### TASK PROMPT
Please resume the passage on mental health care in New Orleans after Katrina, picking up right after its last sentence.

### GIVEN TEXT
▼▼▼

Charities and nonprofits, who provide things like crisis intervention and social skills training, fill in the gaps left after accounting for offerings from government-run health agencies and private practices and hospitals. But a 2017 report from the Louisiana Public Health Institute detailed many ways that community-based care groups struggle to meet the overall mental health needs of residents, let alone needs specific to experiencing the affects of climate change.

“Therapists are bursting at the seams with long waitlists or just not accepting new clients at all because we’re in the midst of a mental health crisis.”

Danielle Wright

And one of the biggest changes that’s affected mental health support is the ability of the community, now fractured and diminished, to support people through crises.

After Katrina, the state closed Charity Hospital, along with its 128 psychiatric beds, leaving Orleans Parish Prison as the largest mental health provider in the city. Some of those hospital-based beds were later replaced with the opening of University Medical Center. Still, the city struggles to meet the behavorial health needs of the community, the Louisiana Public Health Institute said in its 2017 report.

▲▲▲

[Saved entries]
▼▼▼

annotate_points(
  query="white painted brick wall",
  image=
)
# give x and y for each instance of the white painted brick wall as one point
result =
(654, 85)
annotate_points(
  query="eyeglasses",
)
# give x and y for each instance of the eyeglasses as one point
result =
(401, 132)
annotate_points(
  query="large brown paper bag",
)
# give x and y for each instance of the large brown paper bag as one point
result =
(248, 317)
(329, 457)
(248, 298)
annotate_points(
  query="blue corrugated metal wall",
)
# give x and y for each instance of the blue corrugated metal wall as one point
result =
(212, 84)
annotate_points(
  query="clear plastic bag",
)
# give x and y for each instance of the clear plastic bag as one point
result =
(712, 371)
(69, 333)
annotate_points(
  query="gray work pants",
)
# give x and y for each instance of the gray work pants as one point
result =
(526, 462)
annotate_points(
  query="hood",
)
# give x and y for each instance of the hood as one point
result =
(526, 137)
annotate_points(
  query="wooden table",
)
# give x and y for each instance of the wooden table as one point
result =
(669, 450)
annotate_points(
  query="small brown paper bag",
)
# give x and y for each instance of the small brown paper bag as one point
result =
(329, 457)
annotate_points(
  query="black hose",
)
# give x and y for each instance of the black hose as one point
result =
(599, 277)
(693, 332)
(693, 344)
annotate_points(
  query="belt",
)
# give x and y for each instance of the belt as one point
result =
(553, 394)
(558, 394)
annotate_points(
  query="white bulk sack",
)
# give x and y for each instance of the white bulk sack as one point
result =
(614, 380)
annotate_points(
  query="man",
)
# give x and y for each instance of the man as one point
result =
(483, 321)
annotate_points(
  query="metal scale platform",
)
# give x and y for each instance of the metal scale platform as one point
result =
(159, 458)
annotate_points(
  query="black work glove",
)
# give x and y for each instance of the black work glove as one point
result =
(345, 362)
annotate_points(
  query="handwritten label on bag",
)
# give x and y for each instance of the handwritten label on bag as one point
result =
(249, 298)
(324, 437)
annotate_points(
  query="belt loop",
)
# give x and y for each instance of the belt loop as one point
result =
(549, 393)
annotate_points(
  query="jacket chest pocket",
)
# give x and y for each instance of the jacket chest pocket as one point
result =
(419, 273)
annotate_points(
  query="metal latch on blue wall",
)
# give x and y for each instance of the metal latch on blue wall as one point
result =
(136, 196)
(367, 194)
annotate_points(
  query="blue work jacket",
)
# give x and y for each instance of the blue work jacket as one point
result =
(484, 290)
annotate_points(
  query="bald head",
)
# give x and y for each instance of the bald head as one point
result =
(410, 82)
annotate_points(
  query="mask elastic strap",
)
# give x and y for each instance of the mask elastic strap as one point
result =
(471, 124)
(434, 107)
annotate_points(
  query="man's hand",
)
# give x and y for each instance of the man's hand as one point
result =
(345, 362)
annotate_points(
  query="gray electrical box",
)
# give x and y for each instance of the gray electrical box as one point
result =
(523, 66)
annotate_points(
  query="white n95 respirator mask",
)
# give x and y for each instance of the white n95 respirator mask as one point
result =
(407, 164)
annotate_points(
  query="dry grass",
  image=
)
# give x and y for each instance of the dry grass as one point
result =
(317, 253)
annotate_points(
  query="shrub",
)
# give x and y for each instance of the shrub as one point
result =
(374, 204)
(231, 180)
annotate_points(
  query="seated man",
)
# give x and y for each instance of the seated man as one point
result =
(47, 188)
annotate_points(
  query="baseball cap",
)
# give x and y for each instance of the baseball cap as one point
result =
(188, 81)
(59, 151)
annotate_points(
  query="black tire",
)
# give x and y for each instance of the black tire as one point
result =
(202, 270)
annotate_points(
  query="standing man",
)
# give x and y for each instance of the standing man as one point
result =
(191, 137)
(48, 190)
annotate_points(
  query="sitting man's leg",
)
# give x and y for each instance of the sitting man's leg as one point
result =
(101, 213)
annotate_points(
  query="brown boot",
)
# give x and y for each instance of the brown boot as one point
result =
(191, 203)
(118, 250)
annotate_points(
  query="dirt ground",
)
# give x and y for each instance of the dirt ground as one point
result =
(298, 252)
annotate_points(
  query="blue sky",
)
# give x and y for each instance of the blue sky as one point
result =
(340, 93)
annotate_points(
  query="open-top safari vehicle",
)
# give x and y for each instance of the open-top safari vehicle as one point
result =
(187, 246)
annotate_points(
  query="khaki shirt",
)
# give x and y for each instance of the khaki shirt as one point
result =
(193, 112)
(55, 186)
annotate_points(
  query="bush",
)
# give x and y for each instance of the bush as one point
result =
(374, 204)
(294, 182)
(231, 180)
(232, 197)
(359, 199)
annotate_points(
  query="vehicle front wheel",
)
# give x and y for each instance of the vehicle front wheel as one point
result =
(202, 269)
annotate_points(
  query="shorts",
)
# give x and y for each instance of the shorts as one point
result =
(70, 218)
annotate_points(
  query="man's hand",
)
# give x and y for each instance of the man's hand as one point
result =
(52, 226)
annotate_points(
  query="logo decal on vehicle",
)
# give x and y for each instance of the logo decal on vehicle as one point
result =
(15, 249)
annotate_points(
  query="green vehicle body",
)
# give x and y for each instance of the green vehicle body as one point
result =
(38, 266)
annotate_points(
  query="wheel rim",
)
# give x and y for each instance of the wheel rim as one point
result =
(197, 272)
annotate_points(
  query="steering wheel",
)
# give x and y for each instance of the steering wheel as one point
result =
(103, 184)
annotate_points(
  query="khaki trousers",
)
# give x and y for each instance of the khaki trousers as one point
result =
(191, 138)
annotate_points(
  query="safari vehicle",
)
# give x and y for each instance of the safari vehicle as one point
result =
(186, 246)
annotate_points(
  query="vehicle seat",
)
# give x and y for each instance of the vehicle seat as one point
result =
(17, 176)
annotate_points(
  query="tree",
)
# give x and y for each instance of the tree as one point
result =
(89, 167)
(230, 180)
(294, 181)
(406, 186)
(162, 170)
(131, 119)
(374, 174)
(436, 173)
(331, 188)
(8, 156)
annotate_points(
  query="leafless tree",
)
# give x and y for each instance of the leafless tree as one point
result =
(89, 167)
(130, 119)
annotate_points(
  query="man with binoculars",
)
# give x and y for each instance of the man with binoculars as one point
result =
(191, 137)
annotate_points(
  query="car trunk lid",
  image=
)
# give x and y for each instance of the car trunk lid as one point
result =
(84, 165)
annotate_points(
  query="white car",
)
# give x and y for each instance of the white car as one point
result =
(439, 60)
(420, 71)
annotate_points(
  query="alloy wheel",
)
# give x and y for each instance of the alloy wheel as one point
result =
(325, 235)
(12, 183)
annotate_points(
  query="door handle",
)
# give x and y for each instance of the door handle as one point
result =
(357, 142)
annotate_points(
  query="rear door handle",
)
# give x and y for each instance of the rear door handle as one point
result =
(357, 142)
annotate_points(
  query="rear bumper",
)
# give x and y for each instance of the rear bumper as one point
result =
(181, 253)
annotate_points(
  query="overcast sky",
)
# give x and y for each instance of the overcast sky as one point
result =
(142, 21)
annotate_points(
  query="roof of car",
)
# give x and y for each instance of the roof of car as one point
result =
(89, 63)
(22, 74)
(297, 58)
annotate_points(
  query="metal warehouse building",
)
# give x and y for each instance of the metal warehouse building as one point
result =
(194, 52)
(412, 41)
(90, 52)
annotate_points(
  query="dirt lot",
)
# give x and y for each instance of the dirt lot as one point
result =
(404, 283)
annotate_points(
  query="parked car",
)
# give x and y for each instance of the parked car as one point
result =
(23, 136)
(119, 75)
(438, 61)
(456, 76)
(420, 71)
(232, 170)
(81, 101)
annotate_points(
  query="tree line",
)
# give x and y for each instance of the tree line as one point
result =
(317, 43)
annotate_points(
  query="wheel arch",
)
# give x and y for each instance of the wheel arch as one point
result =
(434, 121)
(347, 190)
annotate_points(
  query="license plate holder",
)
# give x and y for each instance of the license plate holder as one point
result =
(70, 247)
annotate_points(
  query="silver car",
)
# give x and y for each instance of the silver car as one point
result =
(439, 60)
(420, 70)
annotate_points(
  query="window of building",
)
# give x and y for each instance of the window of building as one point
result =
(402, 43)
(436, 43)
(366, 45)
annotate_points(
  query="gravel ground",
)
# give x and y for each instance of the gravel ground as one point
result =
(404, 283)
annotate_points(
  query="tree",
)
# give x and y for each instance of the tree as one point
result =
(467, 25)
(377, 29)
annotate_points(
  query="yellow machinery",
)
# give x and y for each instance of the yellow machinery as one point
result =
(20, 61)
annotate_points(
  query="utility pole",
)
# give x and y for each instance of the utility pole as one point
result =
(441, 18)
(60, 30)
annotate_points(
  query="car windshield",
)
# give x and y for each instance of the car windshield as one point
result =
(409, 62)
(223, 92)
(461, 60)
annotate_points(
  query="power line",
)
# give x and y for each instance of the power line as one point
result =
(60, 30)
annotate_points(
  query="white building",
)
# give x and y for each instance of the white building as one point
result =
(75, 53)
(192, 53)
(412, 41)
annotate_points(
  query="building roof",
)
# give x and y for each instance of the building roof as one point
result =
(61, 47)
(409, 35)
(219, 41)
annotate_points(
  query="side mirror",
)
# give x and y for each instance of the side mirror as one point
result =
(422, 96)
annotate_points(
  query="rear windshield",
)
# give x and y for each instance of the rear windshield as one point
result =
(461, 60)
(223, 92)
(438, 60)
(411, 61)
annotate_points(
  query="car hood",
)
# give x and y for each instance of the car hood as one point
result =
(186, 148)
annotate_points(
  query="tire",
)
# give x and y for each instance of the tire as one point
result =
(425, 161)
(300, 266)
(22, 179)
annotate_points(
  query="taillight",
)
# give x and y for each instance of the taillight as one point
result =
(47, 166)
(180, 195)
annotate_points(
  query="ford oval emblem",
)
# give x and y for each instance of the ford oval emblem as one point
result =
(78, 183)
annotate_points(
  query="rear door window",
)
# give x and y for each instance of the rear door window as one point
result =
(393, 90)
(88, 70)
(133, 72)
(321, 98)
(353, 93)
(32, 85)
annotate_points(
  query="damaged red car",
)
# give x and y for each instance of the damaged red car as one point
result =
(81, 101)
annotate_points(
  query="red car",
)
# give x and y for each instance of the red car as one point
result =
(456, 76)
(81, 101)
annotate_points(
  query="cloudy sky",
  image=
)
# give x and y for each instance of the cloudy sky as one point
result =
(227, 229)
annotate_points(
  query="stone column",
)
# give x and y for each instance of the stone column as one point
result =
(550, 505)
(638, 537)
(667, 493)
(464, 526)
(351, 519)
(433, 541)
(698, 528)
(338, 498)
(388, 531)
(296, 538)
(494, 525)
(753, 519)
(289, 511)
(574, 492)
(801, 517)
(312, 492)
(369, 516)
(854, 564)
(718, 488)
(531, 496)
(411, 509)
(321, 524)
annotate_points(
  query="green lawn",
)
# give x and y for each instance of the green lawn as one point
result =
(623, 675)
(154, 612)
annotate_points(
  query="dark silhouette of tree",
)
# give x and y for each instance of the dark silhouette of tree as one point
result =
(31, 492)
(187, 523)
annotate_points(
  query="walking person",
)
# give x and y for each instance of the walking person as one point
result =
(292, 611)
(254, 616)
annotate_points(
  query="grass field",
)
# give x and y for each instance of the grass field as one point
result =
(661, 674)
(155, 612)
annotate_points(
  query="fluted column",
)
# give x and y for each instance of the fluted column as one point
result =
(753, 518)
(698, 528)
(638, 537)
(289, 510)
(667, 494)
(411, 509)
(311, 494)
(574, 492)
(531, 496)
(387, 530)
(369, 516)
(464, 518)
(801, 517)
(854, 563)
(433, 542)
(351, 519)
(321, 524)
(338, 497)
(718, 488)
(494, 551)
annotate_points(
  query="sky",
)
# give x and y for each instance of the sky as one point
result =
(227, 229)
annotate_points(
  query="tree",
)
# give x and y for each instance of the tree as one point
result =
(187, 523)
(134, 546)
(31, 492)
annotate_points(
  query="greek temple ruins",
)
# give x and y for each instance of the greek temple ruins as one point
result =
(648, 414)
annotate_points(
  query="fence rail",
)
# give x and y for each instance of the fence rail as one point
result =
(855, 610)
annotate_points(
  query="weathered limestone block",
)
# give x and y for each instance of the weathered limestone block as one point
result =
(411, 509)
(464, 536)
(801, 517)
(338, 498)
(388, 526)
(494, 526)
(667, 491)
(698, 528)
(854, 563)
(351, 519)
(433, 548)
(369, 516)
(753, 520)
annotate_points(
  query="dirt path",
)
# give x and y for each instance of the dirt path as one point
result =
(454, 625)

▲▲▲

### EXERCISE RESPONSE
“I think gentrification for sure has done a number on community cohesion and neighborhood cohesion, I would say like prior to Hurricane Katrina, that was one of the things that was very unique and special about New Orleans,” Danielle Wright said. “If you are in a neighborhood that’s like native to your family, if something happens, you experience some sort of adversity, the community is there to step in and help to be a protective factor or give you the support that you need.”

But much of the sense of community has eroded as Katrina and other climate disasters, along with gentrification, has reshaped neighborhoods and displaced New Orleanians. It’s one of the reasons why Wright started Navigate NOLA, which helps children build the emotional/mental tools they need to better withstand climate disasters before they occur.

“Creating community cohesion among the school environment, I would say is something that we work really closely with the schools on and work very hard to try to achieve,”  she said. “It’s a protective factor that can promote resilience in the face of adversity. It can serve as a buffer to toxic stress.”

If you or someone you love is having suicidal thoughts, call the national Suicide & Crisis Lifeline by dialing 988. You can also text “START” to 741741, the Crisis Text Line, to connect with a trained crisis counselor. If you suspect someone of needing immediate help, call 911.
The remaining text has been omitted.